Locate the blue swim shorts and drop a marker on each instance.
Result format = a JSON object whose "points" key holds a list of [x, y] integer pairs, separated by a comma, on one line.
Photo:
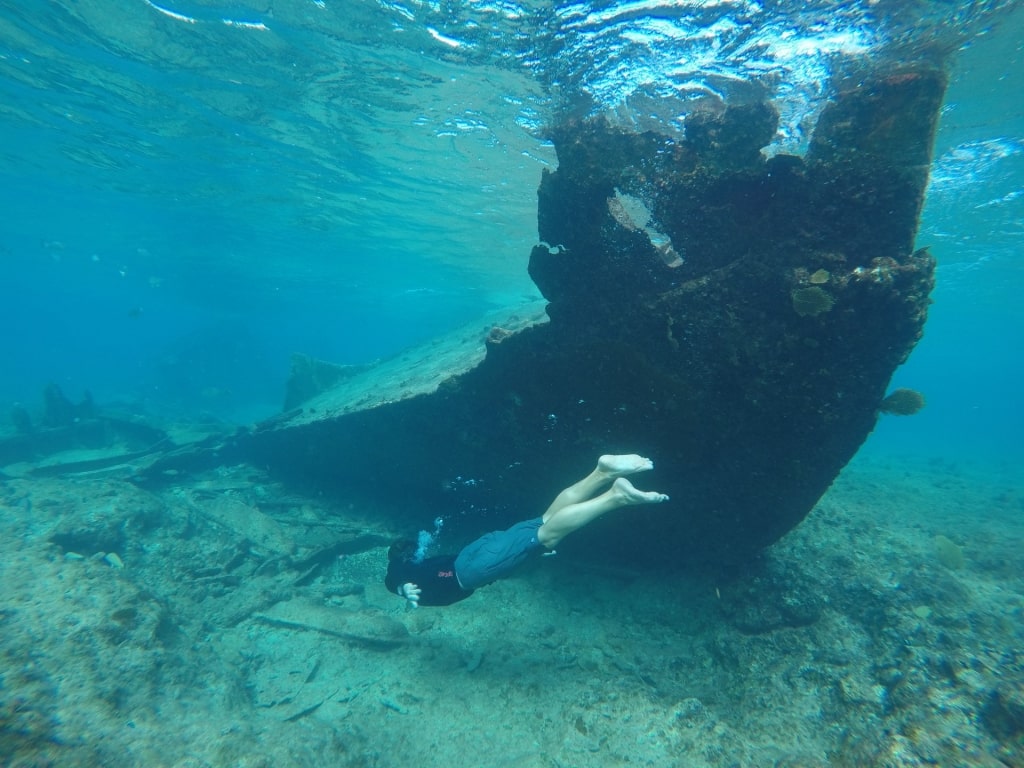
{"points": [[495, 555]]}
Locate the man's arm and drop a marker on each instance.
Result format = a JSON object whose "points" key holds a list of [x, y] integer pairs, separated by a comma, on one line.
{"points": [[411, 592]]}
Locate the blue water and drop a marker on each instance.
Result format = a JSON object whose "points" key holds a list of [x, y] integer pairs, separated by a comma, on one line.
{"points": [[190, 192]]}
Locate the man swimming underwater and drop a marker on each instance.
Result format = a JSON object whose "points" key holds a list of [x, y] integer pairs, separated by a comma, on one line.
{"points": [[448, 579]]}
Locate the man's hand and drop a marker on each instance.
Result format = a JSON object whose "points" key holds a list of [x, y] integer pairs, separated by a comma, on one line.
{"points": [[412, 593]]}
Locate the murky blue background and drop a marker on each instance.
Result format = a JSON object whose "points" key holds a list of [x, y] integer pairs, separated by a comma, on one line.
{"points": [[190, 192]]}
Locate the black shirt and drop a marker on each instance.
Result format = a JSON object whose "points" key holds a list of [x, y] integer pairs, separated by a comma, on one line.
{"points": [[434, 576]]}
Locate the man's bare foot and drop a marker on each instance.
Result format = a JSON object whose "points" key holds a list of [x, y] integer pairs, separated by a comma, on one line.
{"points": [[620, 466], [629, 495]]}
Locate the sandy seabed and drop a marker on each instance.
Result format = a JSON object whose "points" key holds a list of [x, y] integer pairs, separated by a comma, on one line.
{"points": [[220, 623]]}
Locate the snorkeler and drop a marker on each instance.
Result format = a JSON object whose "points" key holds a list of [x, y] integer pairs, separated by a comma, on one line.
{"points": [[448, 579]]}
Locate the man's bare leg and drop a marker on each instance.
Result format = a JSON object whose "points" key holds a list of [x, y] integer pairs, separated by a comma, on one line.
{"points": [[608, 468], [573, 516]]}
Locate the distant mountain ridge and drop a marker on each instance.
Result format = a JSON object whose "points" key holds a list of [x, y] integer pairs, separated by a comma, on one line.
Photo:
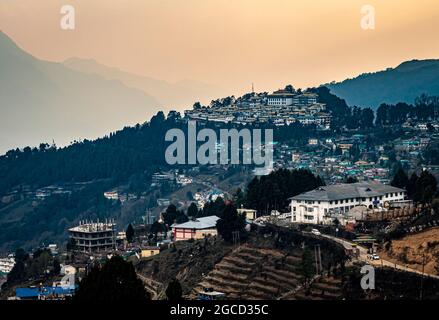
{"points": [[401, 84], [41, 101], [177, 96]]}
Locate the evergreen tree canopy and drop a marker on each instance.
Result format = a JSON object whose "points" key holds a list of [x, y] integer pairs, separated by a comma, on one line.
{"points": [[230, 222], [115, 281], [174, 291]]}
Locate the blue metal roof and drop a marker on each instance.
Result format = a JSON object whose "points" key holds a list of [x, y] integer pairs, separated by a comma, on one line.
{"points": [[43, 291]]}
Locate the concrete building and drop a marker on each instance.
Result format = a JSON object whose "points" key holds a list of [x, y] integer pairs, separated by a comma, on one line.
{"points": [[6, 264], [280, 98], [93, 237], [195, 229], [305, 99], [316, 205], [149, 251], [250, 214]]}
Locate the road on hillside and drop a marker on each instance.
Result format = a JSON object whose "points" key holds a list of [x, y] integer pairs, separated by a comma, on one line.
{"points": [[364, 257]]}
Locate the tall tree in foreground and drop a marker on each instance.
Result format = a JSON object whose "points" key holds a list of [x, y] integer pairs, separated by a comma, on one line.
{"points": [[174, 291], [307, 267], [400, 180], [130, 233], [116, 280]]}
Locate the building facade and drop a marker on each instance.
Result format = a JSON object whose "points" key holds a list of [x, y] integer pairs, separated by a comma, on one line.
{"points": [[93, 237], [195, 229], [6, 264], [317, 205]]}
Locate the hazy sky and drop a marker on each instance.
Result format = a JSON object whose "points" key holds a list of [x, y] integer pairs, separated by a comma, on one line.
{"points": [[230, 43]]}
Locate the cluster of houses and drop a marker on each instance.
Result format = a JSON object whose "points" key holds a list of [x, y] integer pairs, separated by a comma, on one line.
{"points": [[282, 107]]}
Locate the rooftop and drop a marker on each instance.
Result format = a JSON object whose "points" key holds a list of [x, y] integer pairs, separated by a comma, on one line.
{"points": [[199, 223], [94, 227], [346, 191]]}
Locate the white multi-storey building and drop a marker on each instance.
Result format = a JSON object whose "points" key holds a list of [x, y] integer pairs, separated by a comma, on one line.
{"points": [[6, 264], [280, 98], [315, 205]]}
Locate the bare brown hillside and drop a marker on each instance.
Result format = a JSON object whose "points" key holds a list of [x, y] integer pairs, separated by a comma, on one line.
{"points": [[410, 250]]}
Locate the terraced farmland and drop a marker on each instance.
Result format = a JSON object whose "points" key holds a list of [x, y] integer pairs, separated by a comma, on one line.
{"points": [[253, 273]]}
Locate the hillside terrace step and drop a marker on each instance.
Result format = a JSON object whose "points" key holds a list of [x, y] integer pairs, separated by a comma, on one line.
{"points": [[282, 279], [286, 286], [226, 274], [264, 288], [227, 282], [233, 268], [240, 262], [281, 272]]}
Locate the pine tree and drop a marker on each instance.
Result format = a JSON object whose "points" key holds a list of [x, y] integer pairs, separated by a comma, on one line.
{"points": [[174, 291], [130, 233], [400, 180]]}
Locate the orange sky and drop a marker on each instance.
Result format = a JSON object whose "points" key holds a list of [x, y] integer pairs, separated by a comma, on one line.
{"points": [[230, 43]]}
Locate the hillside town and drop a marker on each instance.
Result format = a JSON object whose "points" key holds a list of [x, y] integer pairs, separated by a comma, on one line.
{"points": [[351, 188]]}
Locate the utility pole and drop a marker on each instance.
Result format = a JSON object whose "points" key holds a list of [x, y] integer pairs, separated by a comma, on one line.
{"points": [[318, 259], [421, 294], [235, 238]]}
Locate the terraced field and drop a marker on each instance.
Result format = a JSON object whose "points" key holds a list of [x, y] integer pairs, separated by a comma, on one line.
{"points": [[253, 273]]}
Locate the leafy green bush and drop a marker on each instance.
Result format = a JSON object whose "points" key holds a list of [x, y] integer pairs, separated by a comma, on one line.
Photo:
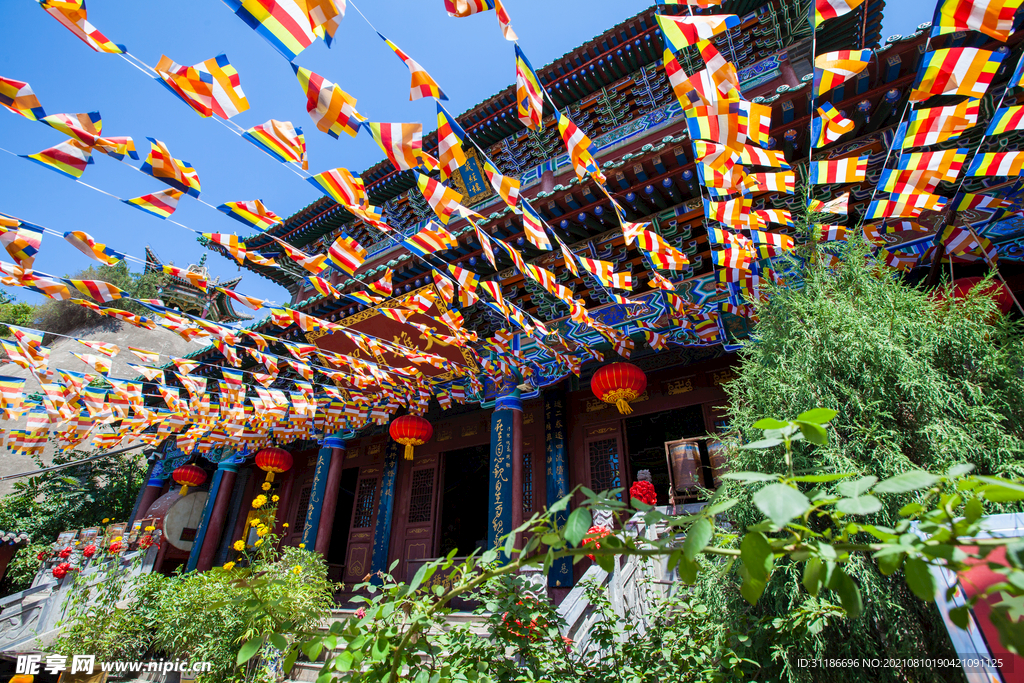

^^^^^^^^

* REQUIREMENTS *
Return every line of the entries above that contains the string "hillside". Case matters.

* SOLUTION TO THIS PROBLEM *
Locate the road on hillside and drop a marker on each instance.
Locate the bare brown hillside and drop a marker on each instance.
Locate the hillside terrace step and drop a marker on each instance.
Locate the hillside town and drop a marker on each instance.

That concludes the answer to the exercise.